| Article |
Pope Francis presents a gift to Ecumenical Patriarch Bartholomew of Constantinople during a meeting in the Apostolic Palace at the Vatican May 26. (CNS/Paul Haring)
Pope Francis and Ecumenical Patriarch Bartholomew of Constantinople called on Christians to work together to build a culture of solidarity in the face of growing economic inequality and a lack of respect for the human dignity of the poor and of migrants.
The two leaders met privately May 26 before addressing an international conference sponsored by the Centesimus Annus Pro Pontifice Foundation, which seeks to promote the teaching of St. John Paul II's 1991 encyclical on social and economic justice.
"The current difficulties and crises within the global economic system have an undeniable ethical dimension," Francis told some 500 business leaders, theologians and proponents of Catholic social teaching.
The crises clearly "are related to a mentality of egoism and exclusion that has effectively created a culture of waste blind to the human dignity of the most vulnerable," the pope said.

| Stored data |
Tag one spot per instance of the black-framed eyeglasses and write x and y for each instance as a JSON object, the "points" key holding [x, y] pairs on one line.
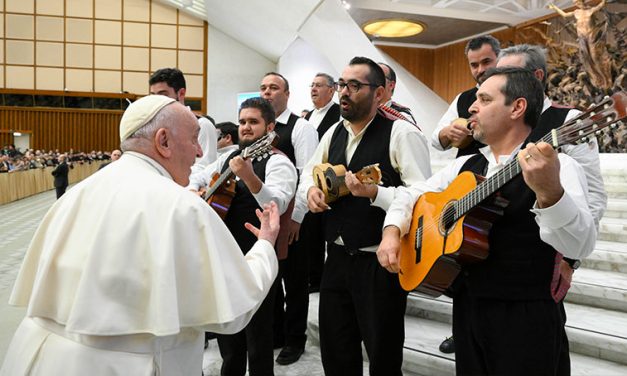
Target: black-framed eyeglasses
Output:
{"points": [[318, 85], [353, 85]]}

| Tasks to carry out |
1. Duplicate the stretch of the article from "The two leaders" through "Catholic social teaching.".
2. Which groups of people does the article say Francis addressed at the conference?
The material above has no connection to the article about Pope Francis and Patriarch Bartholomew.

| Worked solutions |
1.
The two leaders met privately May 26 before addressing an international conference sponsored by the Centesimus Annus Pro Pontifice Foundation, which seeks to promote the teaching of St. John Paul II's 1991 encyclical on social and economic justice.
"The current difficulties and crises within the global economic system have an undeniable ethical dimension," Francis told some 500 business leaders, theologians and proponents of Catholic social teaching.

2.
- Business leaders
- Theologians
- Proponents of Catholic social teaching